» WHAT TO DO:
Look for the line containing "Can you find the dark" in the listing below. Retype that line and every subsequent line through the last one, and only those.

» AVAILABLE DATA:
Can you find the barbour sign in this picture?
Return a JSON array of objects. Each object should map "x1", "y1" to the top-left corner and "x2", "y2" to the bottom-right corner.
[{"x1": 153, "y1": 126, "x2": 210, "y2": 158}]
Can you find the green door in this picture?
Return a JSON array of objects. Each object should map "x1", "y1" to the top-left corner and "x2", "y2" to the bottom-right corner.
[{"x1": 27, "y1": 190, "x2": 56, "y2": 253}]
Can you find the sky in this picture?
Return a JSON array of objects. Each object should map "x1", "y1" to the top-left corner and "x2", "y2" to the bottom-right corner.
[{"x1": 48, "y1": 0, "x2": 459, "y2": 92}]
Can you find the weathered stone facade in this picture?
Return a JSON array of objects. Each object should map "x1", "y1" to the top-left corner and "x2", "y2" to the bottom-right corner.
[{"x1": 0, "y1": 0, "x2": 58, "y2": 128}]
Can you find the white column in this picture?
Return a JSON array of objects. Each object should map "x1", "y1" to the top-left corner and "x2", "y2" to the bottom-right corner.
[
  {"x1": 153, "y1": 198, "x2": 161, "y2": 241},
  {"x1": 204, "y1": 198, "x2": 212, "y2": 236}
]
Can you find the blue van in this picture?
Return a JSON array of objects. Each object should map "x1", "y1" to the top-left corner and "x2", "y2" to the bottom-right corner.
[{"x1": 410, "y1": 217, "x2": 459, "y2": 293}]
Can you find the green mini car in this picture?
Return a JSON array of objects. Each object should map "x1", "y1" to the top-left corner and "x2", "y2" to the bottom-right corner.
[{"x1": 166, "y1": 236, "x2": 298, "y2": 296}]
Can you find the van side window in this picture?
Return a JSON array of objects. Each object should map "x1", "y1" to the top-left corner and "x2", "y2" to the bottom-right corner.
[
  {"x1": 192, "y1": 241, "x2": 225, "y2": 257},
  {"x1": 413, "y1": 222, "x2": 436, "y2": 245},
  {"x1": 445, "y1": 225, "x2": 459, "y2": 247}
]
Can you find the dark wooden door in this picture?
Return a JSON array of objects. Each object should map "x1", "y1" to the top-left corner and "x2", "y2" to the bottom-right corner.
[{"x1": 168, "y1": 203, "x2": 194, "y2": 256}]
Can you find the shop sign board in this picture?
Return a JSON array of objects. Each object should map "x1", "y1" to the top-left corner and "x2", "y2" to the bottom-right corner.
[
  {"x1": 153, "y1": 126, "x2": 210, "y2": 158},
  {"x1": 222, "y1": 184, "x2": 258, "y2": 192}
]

» COMPLETED EXERCISE:
Can you find the dark wooden door in this picture?
Return a JSON array of objects. Each object should map "x1", "y1" to the top-left corner and "x2", "y2" to the bottom-right corner.
[{"x1": 168, "y1": 203, "x2": 194, "y2": 256}]
Can you find the shop sign board in this picture?
Return a JSON array of objects. Each object should map "x1", "y1" to the top-left corner and "x2", "y2" to the bottom-right corner.
[
  {"x1": 153, "y1": 126, "x2": 210, "y2": 158},
  {"x1": 222, "y1": 184, "x2": 258, "y2": 192}
]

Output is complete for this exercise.